• TASK DIRECTIONS
Pull out each line in the items below that contains the word "then", and copy those lines unchanged.

(MATERIAL SHOWN)

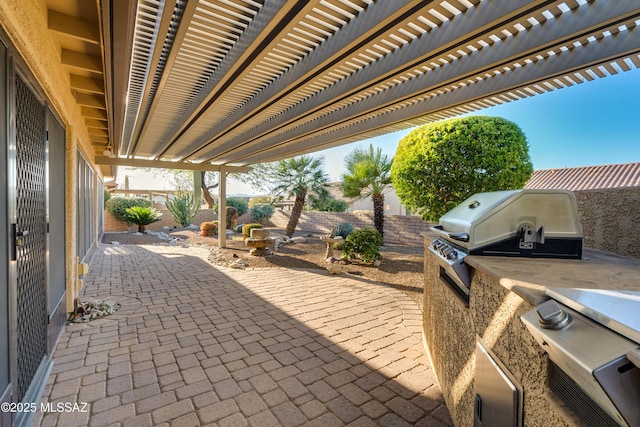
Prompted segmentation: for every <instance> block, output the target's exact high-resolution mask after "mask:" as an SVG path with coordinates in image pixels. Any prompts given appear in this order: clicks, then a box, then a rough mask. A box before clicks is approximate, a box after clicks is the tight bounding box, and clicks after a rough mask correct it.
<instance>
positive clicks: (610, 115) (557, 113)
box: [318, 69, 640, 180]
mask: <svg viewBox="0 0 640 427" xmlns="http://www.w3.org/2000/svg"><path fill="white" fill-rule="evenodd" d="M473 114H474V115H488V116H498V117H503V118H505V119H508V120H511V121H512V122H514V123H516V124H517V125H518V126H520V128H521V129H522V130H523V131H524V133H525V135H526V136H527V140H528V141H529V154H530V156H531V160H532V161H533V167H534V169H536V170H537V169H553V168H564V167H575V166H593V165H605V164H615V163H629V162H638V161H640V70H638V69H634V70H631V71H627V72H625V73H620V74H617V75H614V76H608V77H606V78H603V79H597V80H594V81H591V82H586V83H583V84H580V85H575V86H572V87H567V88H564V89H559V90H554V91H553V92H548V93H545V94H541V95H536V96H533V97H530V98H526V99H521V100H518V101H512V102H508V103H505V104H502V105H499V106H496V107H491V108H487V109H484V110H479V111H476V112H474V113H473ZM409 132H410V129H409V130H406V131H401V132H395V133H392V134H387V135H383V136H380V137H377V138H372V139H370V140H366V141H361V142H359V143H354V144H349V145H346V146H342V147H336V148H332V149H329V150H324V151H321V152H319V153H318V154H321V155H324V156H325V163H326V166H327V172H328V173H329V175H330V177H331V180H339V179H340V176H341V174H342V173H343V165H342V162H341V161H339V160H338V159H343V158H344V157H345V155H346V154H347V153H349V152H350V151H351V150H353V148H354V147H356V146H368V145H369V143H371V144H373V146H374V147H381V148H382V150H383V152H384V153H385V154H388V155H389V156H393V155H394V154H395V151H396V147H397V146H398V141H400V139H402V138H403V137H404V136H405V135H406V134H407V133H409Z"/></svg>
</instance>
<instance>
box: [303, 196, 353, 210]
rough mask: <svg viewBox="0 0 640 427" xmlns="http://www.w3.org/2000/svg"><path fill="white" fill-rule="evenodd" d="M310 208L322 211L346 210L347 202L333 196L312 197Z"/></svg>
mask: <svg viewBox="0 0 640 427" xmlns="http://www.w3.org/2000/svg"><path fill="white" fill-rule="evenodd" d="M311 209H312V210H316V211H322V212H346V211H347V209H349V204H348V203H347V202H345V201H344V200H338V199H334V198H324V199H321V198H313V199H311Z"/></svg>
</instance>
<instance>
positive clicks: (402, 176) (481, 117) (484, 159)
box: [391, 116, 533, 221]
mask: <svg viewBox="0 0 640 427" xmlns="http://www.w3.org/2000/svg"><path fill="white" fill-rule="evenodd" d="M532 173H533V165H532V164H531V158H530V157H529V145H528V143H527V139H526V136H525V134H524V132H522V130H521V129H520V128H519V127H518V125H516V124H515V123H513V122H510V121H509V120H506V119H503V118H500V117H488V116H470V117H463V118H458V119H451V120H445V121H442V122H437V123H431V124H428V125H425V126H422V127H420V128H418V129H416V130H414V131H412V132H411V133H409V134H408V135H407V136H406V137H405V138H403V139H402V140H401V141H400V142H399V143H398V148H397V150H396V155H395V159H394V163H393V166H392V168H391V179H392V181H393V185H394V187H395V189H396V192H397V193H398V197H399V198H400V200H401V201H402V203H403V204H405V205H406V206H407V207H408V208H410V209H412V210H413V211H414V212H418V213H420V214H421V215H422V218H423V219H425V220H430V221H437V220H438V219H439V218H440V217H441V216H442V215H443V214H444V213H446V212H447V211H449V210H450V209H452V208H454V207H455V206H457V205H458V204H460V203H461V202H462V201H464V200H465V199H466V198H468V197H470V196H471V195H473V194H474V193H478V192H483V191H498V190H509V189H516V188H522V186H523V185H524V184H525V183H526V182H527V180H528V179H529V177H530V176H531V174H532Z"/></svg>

(End MATERIAL SHOWN)
(MATERIAL SHOWN)

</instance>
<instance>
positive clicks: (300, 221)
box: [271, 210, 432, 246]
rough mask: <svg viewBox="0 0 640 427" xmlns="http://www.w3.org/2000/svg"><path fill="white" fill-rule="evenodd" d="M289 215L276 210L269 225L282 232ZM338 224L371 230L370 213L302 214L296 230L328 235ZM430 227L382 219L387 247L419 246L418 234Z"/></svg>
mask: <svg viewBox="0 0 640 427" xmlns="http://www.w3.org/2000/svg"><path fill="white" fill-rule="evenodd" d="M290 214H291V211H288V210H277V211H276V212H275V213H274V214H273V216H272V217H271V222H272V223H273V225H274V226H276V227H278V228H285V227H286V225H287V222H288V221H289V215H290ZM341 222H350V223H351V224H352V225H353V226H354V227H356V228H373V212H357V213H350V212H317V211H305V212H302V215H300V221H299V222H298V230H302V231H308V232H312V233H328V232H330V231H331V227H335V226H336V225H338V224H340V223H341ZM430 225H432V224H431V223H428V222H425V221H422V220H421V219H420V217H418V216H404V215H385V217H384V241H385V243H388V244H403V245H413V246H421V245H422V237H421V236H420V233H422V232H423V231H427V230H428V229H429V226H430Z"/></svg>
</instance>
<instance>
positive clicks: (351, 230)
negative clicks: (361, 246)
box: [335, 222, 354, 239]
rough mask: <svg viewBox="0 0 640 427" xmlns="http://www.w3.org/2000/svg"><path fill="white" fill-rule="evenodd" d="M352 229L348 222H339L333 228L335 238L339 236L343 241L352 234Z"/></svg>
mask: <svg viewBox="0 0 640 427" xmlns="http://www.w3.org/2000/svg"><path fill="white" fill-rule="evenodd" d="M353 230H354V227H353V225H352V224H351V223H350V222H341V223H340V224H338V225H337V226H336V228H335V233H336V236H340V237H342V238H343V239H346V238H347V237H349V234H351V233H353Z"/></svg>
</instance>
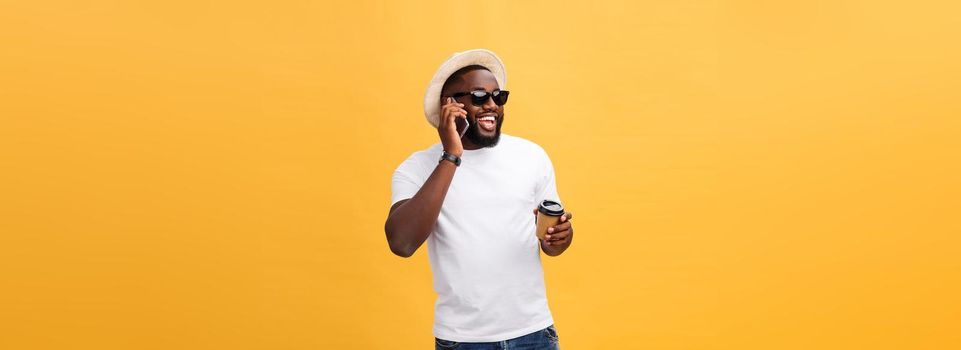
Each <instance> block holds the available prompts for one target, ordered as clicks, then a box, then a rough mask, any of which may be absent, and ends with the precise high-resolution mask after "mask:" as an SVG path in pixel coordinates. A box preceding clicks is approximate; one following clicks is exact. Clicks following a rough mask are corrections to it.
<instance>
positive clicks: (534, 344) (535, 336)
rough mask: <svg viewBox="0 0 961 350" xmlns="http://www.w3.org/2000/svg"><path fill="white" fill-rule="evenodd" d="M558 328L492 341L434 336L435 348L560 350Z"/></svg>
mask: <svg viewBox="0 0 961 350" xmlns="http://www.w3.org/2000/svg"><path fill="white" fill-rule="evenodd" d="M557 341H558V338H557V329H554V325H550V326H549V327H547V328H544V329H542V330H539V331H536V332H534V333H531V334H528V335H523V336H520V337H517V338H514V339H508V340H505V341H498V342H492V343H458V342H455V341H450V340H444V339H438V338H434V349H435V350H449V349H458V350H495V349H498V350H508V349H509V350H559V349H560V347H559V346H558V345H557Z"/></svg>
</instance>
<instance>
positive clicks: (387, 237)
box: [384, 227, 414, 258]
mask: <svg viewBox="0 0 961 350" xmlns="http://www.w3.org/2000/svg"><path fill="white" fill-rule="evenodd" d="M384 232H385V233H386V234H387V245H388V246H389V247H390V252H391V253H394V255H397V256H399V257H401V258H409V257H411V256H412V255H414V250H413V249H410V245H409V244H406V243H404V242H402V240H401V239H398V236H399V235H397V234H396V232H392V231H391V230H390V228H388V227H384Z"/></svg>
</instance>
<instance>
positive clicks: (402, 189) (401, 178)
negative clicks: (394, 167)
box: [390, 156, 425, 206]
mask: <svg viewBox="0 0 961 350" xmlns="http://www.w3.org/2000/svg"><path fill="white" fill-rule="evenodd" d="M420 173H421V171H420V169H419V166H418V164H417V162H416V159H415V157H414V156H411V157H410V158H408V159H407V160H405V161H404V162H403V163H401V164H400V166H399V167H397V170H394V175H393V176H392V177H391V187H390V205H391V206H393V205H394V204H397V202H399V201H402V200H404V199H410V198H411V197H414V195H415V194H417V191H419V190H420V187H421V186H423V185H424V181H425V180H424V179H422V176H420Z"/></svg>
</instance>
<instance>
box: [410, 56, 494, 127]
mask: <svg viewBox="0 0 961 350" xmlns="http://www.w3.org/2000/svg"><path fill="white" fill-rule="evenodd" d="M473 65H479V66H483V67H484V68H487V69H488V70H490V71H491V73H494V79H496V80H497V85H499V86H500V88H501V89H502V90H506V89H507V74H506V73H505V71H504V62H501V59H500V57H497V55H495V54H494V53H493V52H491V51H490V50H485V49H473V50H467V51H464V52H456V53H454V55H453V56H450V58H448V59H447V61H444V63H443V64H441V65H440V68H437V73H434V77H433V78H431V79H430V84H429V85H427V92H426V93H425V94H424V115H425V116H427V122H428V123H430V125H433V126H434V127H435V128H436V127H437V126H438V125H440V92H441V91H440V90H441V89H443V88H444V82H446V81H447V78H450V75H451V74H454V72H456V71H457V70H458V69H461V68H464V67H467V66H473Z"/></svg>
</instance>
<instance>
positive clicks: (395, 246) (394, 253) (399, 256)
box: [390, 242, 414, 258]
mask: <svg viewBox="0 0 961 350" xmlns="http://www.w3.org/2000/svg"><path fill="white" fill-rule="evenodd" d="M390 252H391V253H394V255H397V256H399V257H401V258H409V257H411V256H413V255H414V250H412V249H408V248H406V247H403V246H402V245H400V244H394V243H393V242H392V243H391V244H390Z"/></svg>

(End MATERIAL SHOWN)

• RESULT OF THIS TASK
Prompted segmentation: for every <instance> block, output the target's exact high-resolution mask after "mask:" as an SVG path with coordinates in image pixels. Any prompts given appear in this order: clicks, then a box, then a rough mask. A box before clicks is approximate, a box after clicks is the tight bounding box, and clicks after a rough mask correct it.
Each <instance> block holds the available prompts for one target, ordered as clicks, then a box, then a rough mask, any of which may be absent, and ends with the precise high-resolution mask after "mask:" as an SVG path in pixel coordinates. A box preceding clicks is approximate; one following clicks is exact. Clicks following a rough mask are corrections to it.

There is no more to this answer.